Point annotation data

»»

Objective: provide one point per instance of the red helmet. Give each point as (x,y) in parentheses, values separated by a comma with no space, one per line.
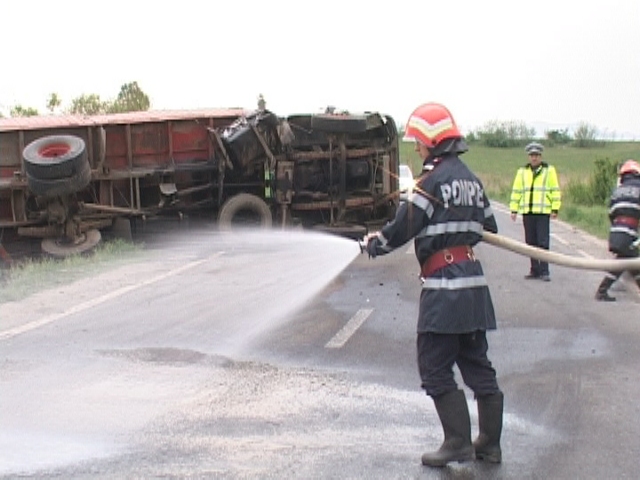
(630,166)
(430,124)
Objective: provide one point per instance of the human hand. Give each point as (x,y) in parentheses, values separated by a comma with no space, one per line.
(373,242)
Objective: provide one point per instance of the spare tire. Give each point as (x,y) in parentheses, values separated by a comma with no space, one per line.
(55,157)
(244,210)
(60,186)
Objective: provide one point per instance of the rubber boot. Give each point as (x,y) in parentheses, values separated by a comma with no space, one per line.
(456,424)
(487,445)
(602,294)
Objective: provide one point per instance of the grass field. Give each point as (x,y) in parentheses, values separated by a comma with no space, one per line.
(496,167)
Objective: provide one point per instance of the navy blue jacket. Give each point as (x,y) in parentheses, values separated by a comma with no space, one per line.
(624,205)
(448,207)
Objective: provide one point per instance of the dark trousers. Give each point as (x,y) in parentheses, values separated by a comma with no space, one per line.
(611,277)
(438,352)
(536,234)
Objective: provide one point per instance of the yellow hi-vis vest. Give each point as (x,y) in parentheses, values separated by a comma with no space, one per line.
(535,191)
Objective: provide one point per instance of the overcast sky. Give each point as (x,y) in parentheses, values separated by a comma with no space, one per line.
(555,63)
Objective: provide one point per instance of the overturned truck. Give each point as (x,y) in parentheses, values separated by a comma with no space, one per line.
(65,179)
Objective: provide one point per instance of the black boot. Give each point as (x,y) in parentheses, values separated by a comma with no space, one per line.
(602,294)
(487,445)
(454,416)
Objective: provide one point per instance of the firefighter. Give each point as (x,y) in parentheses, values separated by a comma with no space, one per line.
(445,214)
(536,195)
(624,215)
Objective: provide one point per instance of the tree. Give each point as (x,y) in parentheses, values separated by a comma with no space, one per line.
(53,102)
(88,105)
(20,111)
(130,99)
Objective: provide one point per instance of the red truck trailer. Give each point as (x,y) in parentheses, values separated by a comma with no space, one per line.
(65,178)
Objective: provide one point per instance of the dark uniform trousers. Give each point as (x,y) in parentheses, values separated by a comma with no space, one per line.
(536,234)
(438,352)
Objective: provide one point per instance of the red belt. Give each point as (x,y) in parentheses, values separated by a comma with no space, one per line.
(628,221)
(447,256)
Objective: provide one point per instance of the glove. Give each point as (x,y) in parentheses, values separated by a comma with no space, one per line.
(372,246)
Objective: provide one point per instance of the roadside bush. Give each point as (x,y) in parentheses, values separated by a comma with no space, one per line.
(505,134)
(586,136)
(558,137)
(597,190)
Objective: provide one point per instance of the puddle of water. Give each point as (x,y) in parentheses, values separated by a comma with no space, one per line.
(27,452)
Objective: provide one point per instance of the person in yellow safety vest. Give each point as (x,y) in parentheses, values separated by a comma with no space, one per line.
(536,196)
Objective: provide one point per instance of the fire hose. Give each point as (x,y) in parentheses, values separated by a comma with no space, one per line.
(607,265)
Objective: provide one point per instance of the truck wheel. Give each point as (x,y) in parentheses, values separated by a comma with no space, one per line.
(64,247)
(244,210)
(55,157)
(345,123)
(60,186)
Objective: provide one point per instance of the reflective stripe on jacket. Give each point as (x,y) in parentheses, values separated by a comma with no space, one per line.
(535,191)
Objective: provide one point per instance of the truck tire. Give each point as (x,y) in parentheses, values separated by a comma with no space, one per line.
(60,186)
(345,123)
(63,247)
(244,210)
(55,157)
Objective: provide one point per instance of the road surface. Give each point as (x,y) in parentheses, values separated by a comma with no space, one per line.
(292,356)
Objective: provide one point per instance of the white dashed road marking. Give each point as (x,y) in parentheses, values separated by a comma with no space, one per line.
(349,329)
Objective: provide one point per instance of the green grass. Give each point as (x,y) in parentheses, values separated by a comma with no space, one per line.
(29,276)
(496,167)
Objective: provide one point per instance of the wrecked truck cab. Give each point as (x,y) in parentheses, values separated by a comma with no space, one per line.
(334,171)
(64,179)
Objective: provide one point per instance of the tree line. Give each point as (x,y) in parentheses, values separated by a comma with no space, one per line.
(131,98)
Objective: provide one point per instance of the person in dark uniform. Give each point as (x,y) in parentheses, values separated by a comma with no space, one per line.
(624,214)
(446,214)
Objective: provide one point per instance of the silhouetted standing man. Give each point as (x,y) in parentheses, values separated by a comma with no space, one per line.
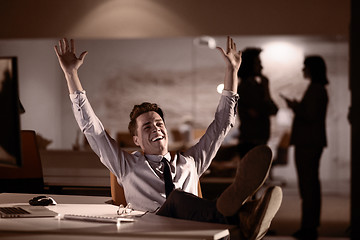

««

AIM => Replace every "Objective" with "Goal" throughout the material above, keeping everything else as it is. Leave the pictures out of your version.

REPLY =>
Goal: provide one point per instance of the red helmet. Give each point as (x,y) in parentheses, values separated by a comma with no space, one per line.
(630,166)
(430,124)
Goal: provide one point per instance of the human hand. Give each point as (x,y) in parentheses, values separated by a comma with no space, one per line.
(373,242)
Goal: provide one point per instance of the spare tire. Give each point as (x,y) in parentheses, values separated by a comma with no space, one per line.
(55,157)
(244,210)
(60,186)
Goal: provide one point per instance of the rubber boot. Give each point as (x,y) in parentheses, values separated by a comma with no space, one per line.
(456,424)
(487,445)
(602,294)
Goal: provide one point per instance of the grass field. Give each point as (x,y) in parentheses, values separated by a comma with no space, one per line.
(496,167)
Goal: provide one point per instance of the navy blue jacket. Give each point as (x,y) in parentheses, values separated by a comma with no space, one per line.
(624,205)
(448,207)
Goal: provide one point per instance of the dark trousers. Give each point as (x,y) in parentheses, values separated by a comma with no space, one per line.
(611,277)
(438,352)
(536,234)
Goal: provide one point per instance of the yellow hi-vis vest. Give each point as (x,y) in parentheses, values separated by a comma with no space, one per line.
(535,191)
Goal: provide one point per instance of the overcast sky. Give each point as (x,y) in parentheses, values separated by a comma with no space, one per line.
(555,63)
Goal: provide one point per instance of the overturned truck. Give each point as (x,y) in parentheses, values separated by a comma with no space, one per line.
(65,179)
Goal: provide one point per instance of the black boot. Give each point as (x,y) in parentheses, values separated by a comma with no space, one per line.
(602,294)
(487,445)
(454,416)
Goal: provide one point per instance of the firefighter. Give each point as (x,y) in parentheses, values separated by a comma with no space, one per line.
(445,214)
(536,195)
(624,215)
Goal: provide one point per instance of the tree. Give each point as (x,y) in parentheses, values separated by a comma with no space, one per line.
(53,102)
(88,105)
(20,111)
(130,99)
Goal: provide one point per instance of the red truck trailer. Give each point as (x,y) in parentheses, values separated by a comma with no space, one per line.
(65,178)
Goal: provide one point per instance of the dark uniform trousers. Give each point as (x,y) in parentheses, values separated by a comma with no space, one per line.
(536,234)
(438,352)
Goal: provide one point per instance of the red belt. Give each point as (x,y) in parentheses, values separated by a comma with no space, one per line.
(628,221)
(447,256)
Goal: provide one point per instance of the glove. Give each point as (x,y) in parentheses, values separated by a comma with no space, one per line.
(372,246)
Goal: provide one point per instance of the roadside bush. Give each point as (x,y) in parentheses, values separated by a comma with no space, one per line.
(505,134)
(586,136)
(558,137)
(597,190)
Goal: provide one point per instance of the puddle of water. Give each point as (x,y) in parentheses, values separated by a comma with no space, one per line.
(27,452)
Goal: provide one point per instance of the person in yellow safety vest. Give each point as (x,y) in parentheses, values separated by a comma with no space, one per line.
(536,196)
Goal: provide one point per instance of the fire hose. Give each point as (x,y) in parentheses, values separated by a comma with no space, one per line.
(607,265)
Goal: provide one point per instance of the truck wheel. Give each point as (x,y) in parentheses, values separated by a comma with no space, one per line.
(64,247)
(244,210)
(55,157)
(345,123)
(60,186)
Goal: provide one point per instance of the reflective stripe on jacket. Give each point as (x,y) in parentheses, values separated by a comma with no space, one per line.
(535,191)
Goal: provide one point per instance of the truck tire. Give each point as (x,y) in parentheses, values separated by a comma with no space, one per line.
(60,186)
(345,123)
(63,247)
(244,210)
(55,157)
Goal: provide one point per instance of the road surface. Give each point as (x,y) in parentheses, values separated by a comma with no space, one per line.
(292,356)
Goal: provide one point per instance of the white dashed road marking. Give each point as (x,y) in parentheses, values separated by a comma with no space, one per line.
(349,329)
Goal: provide one point per instance of the green grass. Give each point as (x,y) in parentheses, values separated by a comma with no space, one per line.
(29,276)
(496,167)
Goal: provide one point per instance of the wrecked truck cab. Give each point as (x,y) in parentheses, values separated by a comma with no space, one per line.
(334,171)
(64,179)
Goal: provide one point per instance of the tree line. Give each point as (x,y) in parentheses, values separated by a comma with no space, one per line.
(131,98)
Goal: provide one point per instance of the person in dark uniform. Give each point as (x,y) in parentheses, values separated by a comma with no space, one per line.
(624,214)
(446,214)
Goal: provide one point per instance of the silhouetted standing man. Give each point as (x,y) in parentheses, values separated by a comma with no space, one per line.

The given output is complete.